> **SET TASK**: Copy out all the records, word for word.

Stored entries
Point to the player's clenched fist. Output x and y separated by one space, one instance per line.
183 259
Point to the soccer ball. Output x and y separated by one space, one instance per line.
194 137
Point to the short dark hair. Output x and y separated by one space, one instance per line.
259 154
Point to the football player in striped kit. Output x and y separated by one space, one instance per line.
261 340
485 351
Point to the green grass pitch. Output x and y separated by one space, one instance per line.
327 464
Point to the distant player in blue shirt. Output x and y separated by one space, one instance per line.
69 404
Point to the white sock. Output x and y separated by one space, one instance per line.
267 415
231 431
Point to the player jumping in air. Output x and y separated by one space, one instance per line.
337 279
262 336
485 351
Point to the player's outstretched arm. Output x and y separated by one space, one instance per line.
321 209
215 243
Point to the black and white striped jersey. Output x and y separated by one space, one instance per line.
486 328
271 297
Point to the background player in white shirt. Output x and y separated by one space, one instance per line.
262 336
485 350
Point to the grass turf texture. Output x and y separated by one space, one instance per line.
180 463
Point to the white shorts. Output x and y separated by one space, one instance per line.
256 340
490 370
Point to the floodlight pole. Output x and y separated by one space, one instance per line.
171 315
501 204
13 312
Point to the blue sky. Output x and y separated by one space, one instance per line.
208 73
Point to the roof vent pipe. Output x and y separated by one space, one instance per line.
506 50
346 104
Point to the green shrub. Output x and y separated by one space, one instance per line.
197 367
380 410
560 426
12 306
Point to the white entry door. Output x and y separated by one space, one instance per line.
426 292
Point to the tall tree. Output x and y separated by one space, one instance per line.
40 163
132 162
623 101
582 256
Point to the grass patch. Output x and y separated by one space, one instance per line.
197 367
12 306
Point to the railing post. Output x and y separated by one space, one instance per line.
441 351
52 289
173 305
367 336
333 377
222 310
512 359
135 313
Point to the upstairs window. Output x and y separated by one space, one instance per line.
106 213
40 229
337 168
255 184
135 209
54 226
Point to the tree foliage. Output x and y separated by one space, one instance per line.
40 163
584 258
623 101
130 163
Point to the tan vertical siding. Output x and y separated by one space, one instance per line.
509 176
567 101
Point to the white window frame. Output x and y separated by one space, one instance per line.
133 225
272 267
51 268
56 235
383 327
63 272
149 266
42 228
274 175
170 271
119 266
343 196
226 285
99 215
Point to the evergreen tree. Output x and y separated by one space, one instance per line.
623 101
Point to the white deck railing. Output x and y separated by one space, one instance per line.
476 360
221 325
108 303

> **REPLY**:
Point to the player's clenched fist. Output x and y separated by one space, one instance per line.
183 259
Point to the soccer ball. Output x and y separated by one space, one instance per line.
194 137
Point to the short dark hair. Output x and y separated by one space, one instance per line.
259 154
Point to the football player in striped kit. Output x and y separated by one space, one instance per line.
261 340
485 351
Point to the green grass pitch. Output x and y separated by one space, one instance per line.
327 464
Point to the distant player in blue shirt. Output x and y separated by one space, one instance per line.
69 404
Point to the white sock. Output x and y separated by one space, one instance per line.
267 415
231 431
Point to the player jumping in air. Output x and y separated by one space, one instance per line.
337 279
262 336
485 351
Point to the player's outstretched arm. Output x and y separated by one space, one instance per line.
321 209
215 243
Point to the black and white striped jersey. Output x and y separated by one space, one instance per line.
486 328
271 297
Point to the background player in white shirt. Output x and y separated by one space, one instance per line.
262 336
485 350
Point to the grass turf texture. Output x and y separated by one space, one instance per line.
180 463
Point to the white shorts. Output x and y separated by one space, one instance per line.
256 340
490 370
Point to the floodlight pole. Output x and y separated by one space, one instance per line.
171 315
501 204
13 312
Point to the blue sky. Output x and y separated by one space, one instance per line.
208 73
Point to the roof vent pipe. Output x and y separated by one space, one instance per line.
506 50
346 104
Point to the green shrub. Output x and y separated by one space, one instance per line.
197 367
380 410
560 426
12 306
Point to the white entry door. Output x and y separated by one space, one instance per line.
426 292
Point to the tall tree. Output x and y separated by one space, one instance per line.
40 163
132 162
623 101
582 256
Point to the grass patch. Output x and y separated by one space, one instance per line.
197 367
12 306
Point to the railing post. Output x and y separated by one space, one instance per line.
441 351
52 289
173 305
367 336
333 377
222 310
512 359
135 313
Point to the upstairs window. Output x and y separated by one space, one instance per line.
106 213
40 229
337 168
255 184
135 209
54 226
Point to the tree foliage. Output x and y separated by one space, one instance per line.
40 163
584 258
623 101
130 163
Point to the tan vertical siding. Output x and y separated by one space, one instance per line.
509 176
567 101
Point to the white window frame. Output x and y separated by one space, one instance per line.
133 225
272 267
51 268
56 235
383 327
63 272
149 266
42 228
274 175
170 271
119 266
343 196
226 285
99 215
Point to the evergreen tree. Output x and y separated by one space, one instance per line.
623 101
Point to the white deck railing. Output x and y separated by one space, one instance per line.
476 360
221 325
108 303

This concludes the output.